▶ [Passage]:
# Forum > Gaming > Roleplaying Games > D&D 5e/Next >  Balancing Race Ability Caps

## TyGuy

It comes up in the threads discussing D&D races, race ability scores, and the past & new direction of races. 

Race ability score caps. They sound horrible to many (most? probably), but I like the concept. The more it comes up, the more I consider implementing them in a future game. 

So this thread is for those who are curious or interested in discussing the implementation and balancing of racial ASI caps.

To get the ball rolling. My first inclination is to start with a few obvious tweaks. Examples include goliath strength capped at 22 instead of 20. I already kept the penalties to kobold strength and orc intelligence, and I'm thinking they could be capped at 18.

▶ [Task objective]: Translate this sentence from the forum post on race ability caps into Spanish: "Examples include goliath strength capped at 22 instead of 20."

▶ [Source material]:
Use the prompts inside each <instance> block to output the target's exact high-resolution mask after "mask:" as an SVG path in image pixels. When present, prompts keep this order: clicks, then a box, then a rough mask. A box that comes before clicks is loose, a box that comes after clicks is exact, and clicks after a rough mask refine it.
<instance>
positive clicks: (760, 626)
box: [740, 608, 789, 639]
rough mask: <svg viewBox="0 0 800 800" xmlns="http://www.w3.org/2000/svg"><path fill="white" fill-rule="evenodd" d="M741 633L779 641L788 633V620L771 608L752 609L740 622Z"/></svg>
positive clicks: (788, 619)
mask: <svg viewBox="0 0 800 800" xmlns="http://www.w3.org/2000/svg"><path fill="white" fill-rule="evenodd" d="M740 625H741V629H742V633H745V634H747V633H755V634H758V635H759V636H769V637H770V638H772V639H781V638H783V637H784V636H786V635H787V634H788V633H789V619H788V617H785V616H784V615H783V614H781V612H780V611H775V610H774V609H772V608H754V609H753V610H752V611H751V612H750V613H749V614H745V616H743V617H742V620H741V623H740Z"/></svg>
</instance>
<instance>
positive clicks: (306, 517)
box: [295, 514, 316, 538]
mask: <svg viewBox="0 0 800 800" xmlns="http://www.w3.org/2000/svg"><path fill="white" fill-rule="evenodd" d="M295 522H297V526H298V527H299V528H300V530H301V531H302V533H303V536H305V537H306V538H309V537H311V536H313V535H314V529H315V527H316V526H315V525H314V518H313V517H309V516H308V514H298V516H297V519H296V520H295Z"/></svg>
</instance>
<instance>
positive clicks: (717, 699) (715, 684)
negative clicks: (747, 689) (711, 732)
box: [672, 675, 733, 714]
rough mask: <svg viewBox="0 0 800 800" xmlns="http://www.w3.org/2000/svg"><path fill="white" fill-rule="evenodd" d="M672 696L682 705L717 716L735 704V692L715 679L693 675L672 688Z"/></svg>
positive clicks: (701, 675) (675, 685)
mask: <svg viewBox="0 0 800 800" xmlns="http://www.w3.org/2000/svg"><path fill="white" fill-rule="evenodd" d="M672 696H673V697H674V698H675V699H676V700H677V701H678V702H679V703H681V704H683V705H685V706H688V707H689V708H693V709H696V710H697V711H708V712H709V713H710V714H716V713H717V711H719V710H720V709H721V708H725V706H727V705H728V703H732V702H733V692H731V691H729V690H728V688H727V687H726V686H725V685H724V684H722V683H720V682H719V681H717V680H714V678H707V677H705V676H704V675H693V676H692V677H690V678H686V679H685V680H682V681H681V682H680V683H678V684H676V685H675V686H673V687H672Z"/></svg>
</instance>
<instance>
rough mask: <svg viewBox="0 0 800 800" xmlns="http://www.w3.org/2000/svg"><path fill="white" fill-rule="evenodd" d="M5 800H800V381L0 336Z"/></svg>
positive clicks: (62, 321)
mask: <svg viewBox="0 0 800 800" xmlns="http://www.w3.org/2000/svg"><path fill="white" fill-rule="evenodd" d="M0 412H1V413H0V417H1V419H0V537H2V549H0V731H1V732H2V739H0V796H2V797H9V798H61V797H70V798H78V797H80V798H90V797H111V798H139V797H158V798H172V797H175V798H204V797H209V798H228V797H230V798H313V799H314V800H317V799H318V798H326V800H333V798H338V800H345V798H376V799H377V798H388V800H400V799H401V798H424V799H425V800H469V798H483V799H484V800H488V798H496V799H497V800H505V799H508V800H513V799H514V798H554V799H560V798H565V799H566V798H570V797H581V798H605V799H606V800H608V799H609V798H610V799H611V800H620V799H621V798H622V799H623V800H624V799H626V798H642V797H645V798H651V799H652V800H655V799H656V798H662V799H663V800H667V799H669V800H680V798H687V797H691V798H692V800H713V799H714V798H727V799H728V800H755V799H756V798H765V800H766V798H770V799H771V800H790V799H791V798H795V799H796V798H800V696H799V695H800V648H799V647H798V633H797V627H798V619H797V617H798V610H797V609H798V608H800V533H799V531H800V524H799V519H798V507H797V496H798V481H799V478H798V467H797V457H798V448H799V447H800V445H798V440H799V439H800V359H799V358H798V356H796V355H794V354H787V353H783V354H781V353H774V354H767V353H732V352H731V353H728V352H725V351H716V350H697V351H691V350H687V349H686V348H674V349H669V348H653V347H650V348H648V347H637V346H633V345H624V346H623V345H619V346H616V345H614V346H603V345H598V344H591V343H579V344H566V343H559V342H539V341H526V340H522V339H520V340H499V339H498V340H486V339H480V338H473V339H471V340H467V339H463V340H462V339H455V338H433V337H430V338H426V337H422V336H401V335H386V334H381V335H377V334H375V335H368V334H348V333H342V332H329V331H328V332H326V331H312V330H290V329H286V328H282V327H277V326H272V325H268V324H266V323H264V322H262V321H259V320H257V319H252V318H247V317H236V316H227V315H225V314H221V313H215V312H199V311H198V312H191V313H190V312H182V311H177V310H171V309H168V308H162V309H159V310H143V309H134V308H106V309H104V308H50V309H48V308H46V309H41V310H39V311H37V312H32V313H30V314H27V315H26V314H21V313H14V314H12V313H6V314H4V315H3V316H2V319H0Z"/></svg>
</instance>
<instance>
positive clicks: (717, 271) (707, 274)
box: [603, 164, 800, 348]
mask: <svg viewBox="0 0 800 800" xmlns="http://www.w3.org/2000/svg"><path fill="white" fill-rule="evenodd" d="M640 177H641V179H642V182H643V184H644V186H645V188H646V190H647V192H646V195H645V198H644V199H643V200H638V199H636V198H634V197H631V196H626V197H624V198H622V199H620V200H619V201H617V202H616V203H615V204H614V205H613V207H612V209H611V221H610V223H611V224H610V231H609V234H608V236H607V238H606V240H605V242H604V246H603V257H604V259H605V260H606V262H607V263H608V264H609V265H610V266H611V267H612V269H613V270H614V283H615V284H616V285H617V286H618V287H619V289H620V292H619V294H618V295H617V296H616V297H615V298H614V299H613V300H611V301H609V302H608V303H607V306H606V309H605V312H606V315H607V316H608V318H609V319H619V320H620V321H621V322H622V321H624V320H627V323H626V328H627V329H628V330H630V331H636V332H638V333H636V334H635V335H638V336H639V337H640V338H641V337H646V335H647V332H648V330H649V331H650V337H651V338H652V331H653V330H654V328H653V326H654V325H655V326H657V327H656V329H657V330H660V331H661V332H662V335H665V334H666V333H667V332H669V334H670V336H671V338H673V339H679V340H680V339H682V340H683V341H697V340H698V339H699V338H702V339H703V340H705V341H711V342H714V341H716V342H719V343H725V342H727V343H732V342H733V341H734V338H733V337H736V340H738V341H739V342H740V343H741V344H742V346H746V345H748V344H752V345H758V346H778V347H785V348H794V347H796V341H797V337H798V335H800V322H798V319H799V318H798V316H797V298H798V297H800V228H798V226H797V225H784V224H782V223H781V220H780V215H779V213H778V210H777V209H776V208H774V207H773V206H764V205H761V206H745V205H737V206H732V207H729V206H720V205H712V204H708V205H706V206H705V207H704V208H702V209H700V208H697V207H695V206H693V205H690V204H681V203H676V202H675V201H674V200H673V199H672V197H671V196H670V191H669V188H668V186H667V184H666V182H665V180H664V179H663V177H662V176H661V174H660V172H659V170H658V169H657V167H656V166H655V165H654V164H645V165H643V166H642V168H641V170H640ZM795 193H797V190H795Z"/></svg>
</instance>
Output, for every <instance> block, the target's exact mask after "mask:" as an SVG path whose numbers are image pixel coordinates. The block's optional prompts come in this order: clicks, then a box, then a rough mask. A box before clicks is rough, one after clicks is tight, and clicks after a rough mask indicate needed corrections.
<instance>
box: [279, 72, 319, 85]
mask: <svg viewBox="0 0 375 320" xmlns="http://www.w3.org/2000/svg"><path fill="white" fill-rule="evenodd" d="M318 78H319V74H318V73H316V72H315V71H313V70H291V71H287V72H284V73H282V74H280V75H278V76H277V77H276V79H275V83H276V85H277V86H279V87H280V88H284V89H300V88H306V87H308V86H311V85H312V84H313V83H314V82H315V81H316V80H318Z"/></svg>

▶ [Reply]: Algunos ejemplos incluyen la fuerza del goliat limitada a 22 en lugar de 20.